— Begin Document extract —

Then came a revelation, and one that made most sense. Her dead son was unhappy in the underworld and was causing ructions among his living relatives. He was lonely and in need of a bride.

I have heard of the macabre and spooky rituals of ghost brides, where a live person is said to be killed in a sacrificial murder so her spirit can be joined with the spirit of a dead man who cannot rest. In a spirit marriage, a man and a woman can be joined and the living relatives will be blessed for having fulfilled their obligations to the deceased.

Fortunately, my gran opted for a symbolic ritual. Instead of sacrificing a live person, she consulted with her family and they made inquiries to the neighbouring villages. Eventually, they learnt of a young woman who had recently died and the two families arranged for a spirit marriage.

My mother remembers only her brother’s seat in the altar was moved to a higher rung, symbolising that as a ”married man” he had taken on a higher position in the realm of the afterlife. My granny remembers that my mother started to feel much better and to emerge from her illness after that.

By the time I was old enough to talk freely to Ah Por, it seemed like much of her life had concertinaed into a few memories, so many of them painful and raw with every new mention of them.

The misery and bitterness haunted her all her life. Towards the end of her life, they managed to chase her down, leaving her defeated and spent.

Even my Por Por’s black mutt, the only dog she ever owned, fell into this bleak recollection. He had to be killed or her entire village would have had to forfeit their rations during the Japanese occupation.

The villagers decided to slaughter and eat her dog. Chinese people do not eat dogs ordinarily, but meat in lean times was a delicacy and her dog’s flesh could not go to waste.

”I could not eat my dog when they bought me back a piece of meat. But I cooked it for your mother, who was too little to really know the dog.

“That dog was so loyal. When we women went to help the neighbouring villages with their harvests, we would be gone for days and my dog would not eat until I came home. He would always come running to the edge of the village to greet me when he finally saw us returning.”

I tried to separate those haunting memories from the images of the granny who would moan about our bad diets as teenagers but would then tell us where to find her stash of potato crisps, which she would have spent her pension money on to spoil us.

My gran knew when there was a four- or five-rand increase in her telephone bill but she spent her pension money on these extras for us.

— End Document extract —
— Begin Stored data —

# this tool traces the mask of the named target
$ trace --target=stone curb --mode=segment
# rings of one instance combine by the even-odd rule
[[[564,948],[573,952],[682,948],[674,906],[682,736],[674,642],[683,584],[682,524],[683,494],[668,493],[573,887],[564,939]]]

— End Stored data —

- [Tasks to perform]
(1) List every different name or term the passage about the grandmother uses for the narrator's grandmother.
(2) Reproduce the part of the passage about the grandmother that begins with the words "By the time" and ends with "know the dog.", copying it exactly.
The data isn't needed for any of this.

- [Exercise results]
(1)
gran
granny
Ah Por
Por Por

(2)
By the time I was old enough to talk freely to Ah Por, it seemed like much of her life had concertinaed into a few memories, so many of them painful and raw with every new mention of them.

The misery and bitterness haunted her all her life. Towards the end of her life, they managed to chase her down, leaving her defeated and spent.

Even my Por Por’s black mutt, the only dog she ever owned, fell into this bleak recollection. He had to be killed or her entire village would have had to forfeit their rations during the Japanese occupation.

The villagers decided to slaughter and eat her dog. Chinese people do not eat dogs ordinarily, but meat in lean times was a delicacy and her dog’s flesh could not go to waste.

”I could not eat my dog when they bought me back a piece of meat. But I cooked it for your mother, who was too little to really know the dog.